INSTRUCCIÓN 1 =
Determina cuántas filas contienen la palabra "tunnel", teniendo en cuenta mayúsculas y minúsculas. Responde solo con el número.

Playa de Monogaga y la mochila viajera
Se
pasó todo el día en la playa de Monogaga. Era la primera
vez que pisaba una playa después de casi veinte días en Costa de Marfil. No lo
hizo por las ansias de tomar el sol o pisar la arena que, normalmente, odia
hacer, sino por conocer aquel destino fuera de toda ruta y alejado
relativamente de la civilización.
Pero
no era una playa solitaria pues cerca de donde rompían las olas multitud de
rudimentarias casas de pescadores encontraban allí su sitio. Constituían una
especie de comunidad o pueblo de pescadores acostumbrados, quiso pensar, a las
visitas de foráneos pero, en todo caso, a pocas visitas. En su día, según le
dijeron, hubo un pequeño hotel turístico (hotelito,
diría) entre unas cuantas palmeras, con la playa al frente y selvática
vegetación por detrás, pero había cerrado -temporalmente- por falta de concurrencia.
Y esa sensación daba cuando pasó delante de él: cerrado de manera transitoria
pero ¿cuánto de transitoria?
Muy
difícil mantener o fortalecer el turismo en aquella zona pues, en un área de
sesenta kilómetros a la redonda, las carreteras eran infernales, llenas de
baches que las lluvias habían convertido en profundos obstáculos para la
circulación. Además, desde el cruce de la carretera principal hasta la propia
playa, había un camino, más bien vereda para motos y algún arriesgado
taxi-compartido que se acercaba al lugar.

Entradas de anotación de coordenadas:
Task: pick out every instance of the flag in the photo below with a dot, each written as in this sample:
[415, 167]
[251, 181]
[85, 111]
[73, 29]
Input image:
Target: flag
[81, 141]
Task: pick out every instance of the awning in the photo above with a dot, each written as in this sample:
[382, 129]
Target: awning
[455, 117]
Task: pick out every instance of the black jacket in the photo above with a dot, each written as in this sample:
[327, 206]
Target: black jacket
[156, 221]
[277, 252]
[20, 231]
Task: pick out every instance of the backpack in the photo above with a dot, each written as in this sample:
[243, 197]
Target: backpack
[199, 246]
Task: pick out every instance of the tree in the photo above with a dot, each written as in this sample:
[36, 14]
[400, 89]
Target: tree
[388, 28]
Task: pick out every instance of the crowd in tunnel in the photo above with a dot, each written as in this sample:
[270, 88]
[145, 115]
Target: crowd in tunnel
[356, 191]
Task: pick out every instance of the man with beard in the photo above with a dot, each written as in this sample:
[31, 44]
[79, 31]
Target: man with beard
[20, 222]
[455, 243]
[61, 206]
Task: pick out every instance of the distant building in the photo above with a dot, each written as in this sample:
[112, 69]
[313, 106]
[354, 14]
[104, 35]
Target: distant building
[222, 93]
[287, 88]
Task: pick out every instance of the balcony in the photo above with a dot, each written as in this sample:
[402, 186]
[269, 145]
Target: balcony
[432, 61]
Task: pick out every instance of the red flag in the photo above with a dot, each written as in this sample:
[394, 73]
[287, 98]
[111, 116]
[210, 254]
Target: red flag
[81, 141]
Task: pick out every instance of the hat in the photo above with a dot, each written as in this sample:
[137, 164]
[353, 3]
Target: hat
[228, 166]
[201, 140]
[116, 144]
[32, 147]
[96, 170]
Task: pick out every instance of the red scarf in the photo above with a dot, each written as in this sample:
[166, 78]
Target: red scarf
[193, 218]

INSTRUCCIÓN 2 =
Reproduce del texto sobre la playa de Monogaga el pasaje que comienza en las palabras "Y esa sensación" y detente después de "acercaba al lugar.".

RESPUESTA 1 =
2

RESPUESTA 2 =
Y esa sensación daba cuando pasó delante de él: cerrado de manera transitoria
pero ¿cuánto de transitoria?
Muy
difícil mantener o fortalecer el turismo en aquella zona pues, en un área de
sesenta kilómetros a la redonda, las carreteras eran infernales, llenas de
baches que las lluvias habían convertido en profundos obstáculos para la
circulación. Además, desde el cruce de la carretera principal hasta la propia
playa, había un camino, más bien vereda para motos y algún arriesgado
taxi-compartido que se acercaba al lugar.